[Natural language region descriptions]
————

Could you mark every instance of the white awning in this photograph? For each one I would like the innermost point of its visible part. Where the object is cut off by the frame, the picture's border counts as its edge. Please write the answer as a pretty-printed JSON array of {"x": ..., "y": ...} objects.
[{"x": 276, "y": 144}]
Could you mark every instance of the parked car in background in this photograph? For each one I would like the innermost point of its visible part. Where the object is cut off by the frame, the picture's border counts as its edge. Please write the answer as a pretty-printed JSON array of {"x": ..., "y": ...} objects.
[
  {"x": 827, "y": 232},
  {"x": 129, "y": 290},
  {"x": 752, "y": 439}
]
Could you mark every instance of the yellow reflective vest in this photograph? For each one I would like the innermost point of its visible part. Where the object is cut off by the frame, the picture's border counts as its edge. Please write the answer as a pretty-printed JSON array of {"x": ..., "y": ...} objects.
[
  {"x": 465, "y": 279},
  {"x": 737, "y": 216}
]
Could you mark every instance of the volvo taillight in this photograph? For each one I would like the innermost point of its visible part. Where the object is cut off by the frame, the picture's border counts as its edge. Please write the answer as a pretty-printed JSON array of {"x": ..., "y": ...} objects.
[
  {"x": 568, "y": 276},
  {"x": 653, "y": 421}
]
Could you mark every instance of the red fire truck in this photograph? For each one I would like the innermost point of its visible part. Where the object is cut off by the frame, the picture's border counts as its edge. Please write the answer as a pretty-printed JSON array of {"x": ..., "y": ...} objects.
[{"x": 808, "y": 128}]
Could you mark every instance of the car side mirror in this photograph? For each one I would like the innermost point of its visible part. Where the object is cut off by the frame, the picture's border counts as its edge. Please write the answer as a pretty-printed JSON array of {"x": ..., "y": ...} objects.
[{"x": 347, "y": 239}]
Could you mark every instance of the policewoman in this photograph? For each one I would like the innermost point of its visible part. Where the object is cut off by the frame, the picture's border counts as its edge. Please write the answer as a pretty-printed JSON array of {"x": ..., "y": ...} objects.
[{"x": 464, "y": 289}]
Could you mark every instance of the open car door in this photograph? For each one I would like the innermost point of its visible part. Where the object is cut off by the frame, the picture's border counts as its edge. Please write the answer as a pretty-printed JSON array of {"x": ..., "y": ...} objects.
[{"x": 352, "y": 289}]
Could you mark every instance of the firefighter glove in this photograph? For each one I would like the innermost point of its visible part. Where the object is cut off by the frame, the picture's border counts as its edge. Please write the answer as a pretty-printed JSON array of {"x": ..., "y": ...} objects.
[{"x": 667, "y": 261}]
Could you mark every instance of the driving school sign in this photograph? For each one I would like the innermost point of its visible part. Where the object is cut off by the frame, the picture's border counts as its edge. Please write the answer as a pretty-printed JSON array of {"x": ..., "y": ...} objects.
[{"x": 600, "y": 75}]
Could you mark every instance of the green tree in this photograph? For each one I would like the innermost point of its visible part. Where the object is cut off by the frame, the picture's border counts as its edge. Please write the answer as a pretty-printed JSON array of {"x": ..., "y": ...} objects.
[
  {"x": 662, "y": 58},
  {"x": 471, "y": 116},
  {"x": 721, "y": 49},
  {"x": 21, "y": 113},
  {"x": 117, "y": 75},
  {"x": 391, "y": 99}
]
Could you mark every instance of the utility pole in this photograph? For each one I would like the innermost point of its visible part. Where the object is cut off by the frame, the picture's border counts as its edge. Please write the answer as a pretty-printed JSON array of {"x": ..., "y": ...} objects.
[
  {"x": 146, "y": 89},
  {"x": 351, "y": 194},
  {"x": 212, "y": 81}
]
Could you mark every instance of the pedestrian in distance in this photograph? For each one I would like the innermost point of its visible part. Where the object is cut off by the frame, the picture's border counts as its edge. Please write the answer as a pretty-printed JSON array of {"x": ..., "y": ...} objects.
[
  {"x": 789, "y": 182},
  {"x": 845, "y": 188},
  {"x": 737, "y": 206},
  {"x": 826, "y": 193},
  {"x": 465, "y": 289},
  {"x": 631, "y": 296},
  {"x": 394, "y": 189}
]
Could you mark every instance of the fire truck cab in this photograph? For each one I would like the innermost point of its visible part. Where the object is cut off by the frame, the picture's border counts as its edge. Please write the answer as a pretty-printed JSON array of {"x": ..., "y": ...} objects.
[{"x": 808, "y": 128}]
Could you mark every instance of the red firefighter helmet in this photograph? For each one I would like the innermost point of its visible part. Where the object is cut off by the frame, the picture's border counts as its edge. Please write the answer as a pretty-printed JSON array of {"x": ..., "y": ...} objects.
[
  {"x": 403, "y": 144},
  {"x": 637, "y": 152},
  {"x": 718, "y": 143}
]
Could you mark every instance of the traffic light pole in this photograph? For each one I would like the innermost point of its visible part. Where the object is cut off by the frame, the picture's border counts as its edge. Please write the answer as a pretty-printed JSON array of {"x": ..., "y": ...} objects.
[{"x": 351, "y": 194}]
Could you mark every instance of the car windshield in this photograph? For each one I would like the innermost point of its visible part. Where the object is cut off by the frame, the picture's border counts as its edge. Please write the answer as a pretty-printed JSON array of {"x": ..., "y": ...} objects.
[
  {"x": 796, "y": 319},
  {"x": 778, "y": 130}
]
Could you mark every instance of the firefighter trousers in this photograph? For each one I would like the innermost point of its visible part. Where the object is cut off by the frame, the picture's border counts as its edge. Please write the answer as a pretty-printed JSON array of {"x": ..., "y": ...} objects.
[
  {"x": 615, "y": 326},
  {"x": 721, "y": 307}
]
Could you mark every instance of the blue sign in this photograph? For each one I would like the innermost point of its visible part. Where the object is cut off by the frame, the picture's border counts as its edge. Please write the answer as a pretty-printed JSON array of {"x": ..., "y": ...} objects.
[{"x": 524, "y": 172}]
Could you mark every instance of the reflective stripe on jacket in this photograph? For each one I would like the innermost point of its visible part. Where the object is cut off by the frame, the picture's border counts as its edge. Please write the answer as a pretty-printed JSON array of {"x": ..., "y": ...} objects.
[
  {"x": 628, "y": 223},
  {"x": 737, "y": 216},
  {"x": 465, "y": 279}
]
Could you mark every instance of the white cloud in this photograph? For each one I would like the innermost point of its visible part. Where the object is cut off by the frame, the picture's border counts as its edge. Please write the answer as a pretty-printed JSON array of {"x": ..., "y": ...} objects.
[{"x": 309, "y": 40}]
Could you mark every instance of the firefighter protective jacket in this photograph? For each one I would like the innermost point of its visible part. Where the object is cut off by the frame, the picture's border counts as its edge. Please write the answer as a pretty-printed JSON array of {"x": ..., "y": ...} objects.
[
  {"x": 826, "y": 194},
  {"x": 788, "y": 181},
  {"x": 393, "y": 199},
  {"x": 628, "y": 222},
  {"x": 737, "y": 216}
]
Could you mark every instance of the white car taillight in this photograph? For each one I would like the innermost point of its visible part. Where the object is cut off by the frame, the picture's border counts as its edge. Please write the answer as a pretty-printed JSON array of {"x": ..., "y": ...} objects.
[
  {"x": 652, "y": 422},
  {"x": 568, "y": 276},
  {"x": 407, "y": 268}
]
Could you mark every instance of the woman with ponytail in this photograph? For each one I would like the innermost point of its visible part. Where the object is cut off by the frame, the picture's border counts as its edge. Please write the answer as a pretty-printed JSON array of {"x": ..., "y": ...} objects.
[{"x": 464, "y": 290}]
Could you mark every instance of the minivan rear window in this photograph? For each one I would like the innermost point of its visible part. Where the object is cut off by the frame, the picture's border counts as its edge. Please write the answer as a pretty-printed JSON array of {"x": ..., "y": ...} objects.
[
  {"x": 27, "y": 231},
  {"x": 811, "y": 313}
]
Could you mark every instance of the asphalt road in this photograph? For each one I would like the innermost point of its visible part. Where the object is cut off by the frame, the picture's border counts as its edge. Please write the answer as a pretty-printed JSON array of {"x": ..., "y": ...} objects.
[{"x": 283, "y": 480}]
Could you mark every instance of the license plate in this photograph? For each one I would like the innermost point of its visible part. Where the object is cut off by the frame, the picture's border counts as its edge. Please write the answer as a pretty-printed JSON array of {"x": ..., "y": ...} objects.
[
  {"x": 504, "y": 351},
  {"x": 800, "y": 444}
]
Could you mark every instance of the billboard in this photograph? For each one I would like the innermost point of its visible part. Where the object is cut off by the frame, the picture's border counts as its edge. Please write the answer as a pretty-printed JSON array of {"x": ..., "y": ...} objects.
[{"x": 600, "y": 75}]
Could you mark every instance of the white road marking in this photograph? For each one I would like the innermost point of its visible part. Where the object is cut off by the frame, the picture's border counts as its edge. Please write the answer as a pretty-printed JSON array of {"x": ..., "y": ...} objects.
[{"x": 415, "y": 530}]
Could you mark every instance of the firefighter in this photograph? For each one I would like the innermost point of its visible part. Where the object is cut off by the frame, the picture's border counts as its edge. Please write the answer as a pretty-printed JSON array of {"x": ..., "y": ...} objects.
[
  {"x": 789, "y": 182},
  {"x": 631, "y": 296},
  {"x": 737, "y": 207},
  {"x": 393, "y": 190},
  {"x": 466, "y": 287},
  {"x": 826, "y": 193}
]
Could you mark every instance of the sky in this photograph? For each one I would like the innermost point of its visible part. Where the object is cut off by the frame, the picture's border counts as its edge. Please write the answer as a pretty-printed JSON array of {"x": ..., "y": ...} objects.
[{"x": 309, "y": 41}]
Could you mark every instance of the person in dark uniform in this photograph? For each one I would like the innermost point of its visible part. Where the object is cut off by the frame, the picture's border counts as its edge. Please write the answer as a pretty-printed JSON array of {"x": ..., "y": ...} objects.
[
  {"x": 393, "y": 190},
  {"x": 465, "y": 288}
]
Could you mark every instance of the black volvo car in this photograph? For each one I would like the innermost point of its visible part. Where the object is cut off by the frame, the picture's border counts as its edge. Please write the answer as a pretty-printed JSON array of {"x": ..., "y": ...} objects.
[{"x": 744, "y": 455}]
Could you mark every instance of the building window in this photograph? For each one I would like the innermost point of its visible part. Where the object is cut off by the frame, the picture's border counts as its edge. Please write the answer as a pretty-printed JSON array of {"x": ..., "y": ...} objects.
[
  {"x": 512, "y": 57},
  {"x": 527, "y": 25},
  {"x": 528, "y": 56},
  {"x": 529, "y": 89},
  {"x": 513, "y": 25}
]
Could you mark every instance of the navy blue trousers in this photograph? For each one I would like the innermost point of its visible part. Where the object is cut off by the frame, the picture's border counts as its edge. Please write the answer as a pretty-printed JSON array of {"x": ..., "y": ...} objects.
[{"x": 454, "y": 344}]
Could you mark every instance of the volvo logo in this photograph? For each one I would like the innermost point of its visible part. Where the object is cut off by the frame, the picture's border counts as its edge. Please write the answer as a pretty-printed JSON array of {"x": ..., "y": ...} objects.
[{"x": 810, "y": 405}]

————

- Problem requirements
Find "Could you mark every instance of the building" in the records. Copy its line and every line after it, exactly, through the last one.

- Task solution
Could you mark every instance of the building window in this photograph? For each one I would like the innermost point of its visible part. Where the object is cut off by the frame, the picture's border counts as its edge. Please write the answer as a pretty-printed JSON array of {"x": ..., "y": ...} objects.
[
  {"x": 512, "y": 57},
  {"x": 527, "y": 25},
  {"x": 528, "y": 56},
  {"x": 529, "y": 89},
  {"x": 513, "y": 25}
]
Could you mark every instance of the navy blue trousers in this photograph? For each one I would like the innermost point of its visible part. Where the object is cut off by the frame, the picture's border counts as its edge. Please write the answer as a pretty-printed JSON array of {"x": ..., "y": ...} objects.
[{"x": 454, "y": 344}]
Could you mark every instance of the volvo logo in this photograph? For each one I would like the innermost point of its visible part. Where the object is cut off by the frame, the picture's border counts as its edge. Please write the answer as a pretty-printed JSON array of {"x": ..., "y": ...} objects.
[{"x": 810, "y": 405}]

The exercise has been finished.